*LIST OF TASKS*.
- a) For each statement below, decide whether it agrees with the notebook on moving between pandas and SQL. Answer yes or no and quote the words of the notebook that decide it.
(i) Boolean comparisons in SQL typically follow three-valued logic.
(ii) In pandas, when dtype is object, nulls are generally treated as truthy.
(iii) When nulls are involved, the order of A and B does not affect the result of OR in pandas.
- b) In the notebook on moving between pandas and SQL, why does swapping A and B change the pandas OR result when one of them is null? Answer in one to three sentences.
- c) Which pandas version is listed in the notebook on moving between pandas and SQL?

*PROVIDED TEXT*.
start

Geoff Ruddock

Moving seamlessly between pandas and SQL

Over the life of any given data analysis project, I typically use a mix of both SQL and pandas code at various points. This notebook contains some reference material and gotchas for fluently translating between the two.

import numpy as np
import pandas as pd
import sqlite3
Package    Version
---------  ---------
python     3.8.8
numpy      1.21.5
pandas     1.4.2

Boolean logic

SQL truth table

Boolean comparisons in SQL typically follow three-valued logic.

query = """
WITH t(A, B) AS (
    VALUES
        (True, True),
        (True, False),
        (True, NULL),
        (False, True),
        (False, False),
        (False, NULL),
        (NULL, True),
        (NULL, False),
        (NULL, NULL)
)
SELECT
    *,
    A AND B AS "A and B",
    A OR B as "A or B",
    A = B AS "A = B",
    A IS B AS "A is B"
FROM t
"""

db = sqlite3.connect(':memory:')

sql_truth_table = (
    pd
    .read_sql_query(query, db, coerce_float=False)
    .astype('boolean')
)

sql_truth_table.style.applymap(bool_color_func).hide_index()
/var/folders/4f/ts0zsdvj3kv4c2vgs4c0_5sr0000gn/T/ipykernel_57319/3850775812.py:31: FutureWarning: this method is deprecated in favour of `Styler.hide(axis='index')`
  sql_truth_table.style.applymap(bool_color_func).hide_index()
A B A and B A or B A = B A is B
True True True True True True
True False False True False False
True True False
False True False True False False
False False False False True True
False False False
True True False
False False False
True

Pandas truth table (object)

The default logic for comparison in pandas—when dtype is object—behaves somewhat differently.

Generally/roughly, nulls are treated as falsy.

pd_bool_pairs = pd.DataFrame({
    'A': [True, True, True, False, False, False, None, None, None],
    'B': [True, False, None, True, False, None, True, False, None]
})

def calc_comparisons(df: pd.DataFrame) -> pd.DataFrame:
    df = df.copy()
    df['A and B'] = df.A & df.B
    df['A or B'] = df.A | df.B
    df['A = B'] = df.A == df.B
    df['A is B'] = df.A is df.B
    return df

(
    pd_bool_pairs
    .pipe(calc_comparisons)
    .style
    .applymap(bool_color_func)
    .hide_index()
)
/var/folders/4f/ts0zsdvj3kv4c2vgs4c0_5sr0000gn/T/ipykernel_57319/472396035.py:15: FutureWarning: this method is deprecated in favour of `Styler.hide(axis='index')`
  pd_bool_pairs
A B A and B A or B A = B A is B
True True True True True False
True False False True False False
True None False True False False
False True False True False False
False False False False True False
False None False False False False
None True False False False False
None False False False False False
None None False False False False

When nulls are involved, OR / | is not transitive. The order of A and B matter.

/var/folders/4f/ts0zsdvj3kv4c2vgs4c0_5sr0000gn/T/ipykernel_57319/2498563999.py:2: FutureWarning: this method is deprecated in favour of `Styler.hide(axis='index')`
  pd_bool_pairs
A B A and B A or B A = B A is B
True None False True False False
None True False False False False

Pandas truth table (boolean)

end

*RECORDED DATA*.

start

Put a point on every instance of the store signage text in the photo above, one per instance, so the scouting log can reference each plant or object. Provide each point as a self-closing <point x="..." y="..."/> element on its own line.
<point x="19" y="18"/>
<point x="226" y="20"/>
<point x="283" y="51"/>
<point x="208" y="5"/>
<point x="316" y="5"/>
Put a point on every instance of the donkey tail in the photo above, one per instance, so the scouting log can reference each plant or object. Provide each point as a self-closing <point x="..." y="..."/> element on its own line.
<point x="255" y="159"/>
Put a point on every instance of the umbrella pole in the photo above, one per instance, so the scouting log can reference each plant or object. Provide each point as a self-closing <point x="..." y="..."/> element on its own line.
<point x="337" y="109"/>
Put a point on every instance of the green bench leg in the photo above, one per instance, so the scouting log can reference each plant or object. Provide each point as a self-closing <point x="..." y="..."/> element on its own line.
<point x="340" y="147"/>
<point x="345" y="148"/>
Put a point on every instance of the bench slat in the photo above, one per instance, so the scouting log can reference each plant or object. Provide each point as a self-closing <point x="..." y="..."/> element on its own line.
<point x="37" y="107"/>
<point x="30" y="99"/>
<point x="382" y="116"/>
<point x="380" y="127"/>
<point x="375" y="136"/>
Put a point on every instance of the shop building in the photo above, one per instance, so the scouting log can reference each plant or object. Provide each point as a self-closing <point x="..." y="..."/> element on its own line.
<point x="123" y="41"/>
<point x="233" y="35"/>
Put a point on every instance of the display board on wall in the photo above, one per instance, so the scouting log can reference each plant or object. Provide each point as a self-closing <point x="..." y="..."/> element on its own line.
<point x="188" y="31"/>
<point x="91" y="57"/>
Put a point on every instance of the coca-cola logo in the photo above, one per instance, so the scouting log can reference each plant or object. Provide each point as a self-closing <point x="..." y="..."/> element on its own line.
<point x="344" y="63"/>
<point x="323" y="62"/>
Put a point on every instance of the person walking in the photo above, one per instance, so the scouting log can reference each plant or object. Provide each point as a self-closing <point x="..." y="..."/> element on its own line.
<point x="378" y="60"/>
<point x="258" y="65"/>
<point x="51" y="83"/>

end
start

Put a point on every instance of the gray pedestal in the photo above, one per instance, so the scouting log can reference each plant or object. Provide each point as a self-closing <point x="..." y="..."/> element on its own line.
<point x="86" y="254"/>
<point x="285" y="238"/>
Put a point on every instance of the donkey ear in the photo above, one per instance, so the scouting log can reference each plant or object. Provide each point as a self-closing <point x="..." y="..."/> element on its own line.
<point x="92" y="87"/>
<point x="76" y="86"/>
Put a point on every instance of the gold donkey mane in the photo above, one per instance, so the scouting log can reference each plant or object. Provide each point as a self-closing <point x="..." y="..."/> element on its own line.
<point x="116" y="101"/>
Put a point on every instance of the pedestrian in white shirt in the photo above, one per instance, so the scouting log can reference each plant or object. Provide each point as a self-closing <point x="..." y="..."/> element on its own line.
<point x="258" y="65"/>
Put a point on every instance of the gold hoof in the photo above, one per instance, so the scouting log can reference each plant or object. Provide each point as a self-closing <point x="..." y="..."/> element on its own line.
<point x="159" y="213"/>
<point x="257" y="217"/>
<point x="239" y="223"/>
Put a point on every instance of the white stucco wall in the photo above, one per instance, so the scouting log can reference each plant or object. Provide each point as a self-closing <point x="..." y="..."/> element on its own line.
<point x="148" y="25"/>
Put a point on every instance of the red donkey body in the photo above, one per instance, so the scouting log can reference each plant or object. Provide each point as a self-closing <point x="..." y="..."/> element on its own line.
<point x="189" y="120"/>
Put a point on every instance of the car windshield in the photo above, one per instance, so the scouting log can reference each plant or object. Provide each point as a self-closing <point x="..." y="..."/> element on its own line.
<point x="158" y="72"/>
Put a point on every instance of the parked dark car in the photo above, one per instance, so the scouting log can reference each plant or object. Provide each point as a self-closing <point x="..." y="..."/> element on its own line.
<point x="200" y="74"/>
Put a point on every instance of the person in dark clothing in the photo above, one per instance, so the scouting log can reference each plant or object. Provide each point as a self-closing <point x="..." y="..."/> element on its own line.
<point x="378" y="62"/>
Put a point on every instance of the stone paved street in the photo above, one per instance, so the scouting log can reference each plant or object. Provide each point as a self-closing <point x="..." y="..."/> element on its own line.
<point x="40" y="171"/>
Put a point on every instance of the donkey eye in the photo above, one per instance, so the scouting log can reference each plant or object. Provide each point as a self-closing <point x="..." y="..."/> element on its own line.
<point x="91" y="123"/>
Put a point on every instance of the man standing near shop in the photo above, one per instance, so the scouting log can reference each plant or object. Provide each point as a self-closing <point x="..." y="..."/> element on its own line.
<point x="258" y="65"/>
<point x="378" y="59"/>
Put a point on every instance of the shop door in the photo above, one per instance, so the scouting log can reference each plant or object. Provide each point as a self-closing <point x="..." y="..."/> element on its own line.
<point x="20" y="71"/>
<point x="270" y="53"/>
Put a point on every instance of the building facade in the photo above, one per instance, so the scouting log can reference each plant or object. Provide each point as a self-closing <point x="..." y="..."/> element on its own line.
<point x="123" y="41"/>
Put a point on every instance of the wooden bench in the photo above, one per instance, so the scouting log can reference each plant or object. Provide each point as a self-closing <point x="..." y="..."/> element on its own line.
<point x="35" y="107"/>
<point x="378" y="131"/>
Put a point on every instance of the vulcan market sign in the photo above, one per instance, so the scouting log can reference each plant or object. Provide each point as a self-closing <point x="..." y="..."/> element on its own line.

end

*ANSWERS FOR THIS EXERCISE*.
- a)
(i) Yes: "Boolean comparisons in SQL typically follow three-valued logic."
(ii) No: "Generally/roughly, nulls are treated as falsy."
(iii) No: "When nulls are involved, OR / | is not transitive. The order of A and B matter."

- b) When nulls are involved, OR / | in pandas is not transitive, so the order of A and B matters. In the notebook's table, True combined with None by OR gives True, but None combined with True gives False.

- c) Pandas version 1.4.2.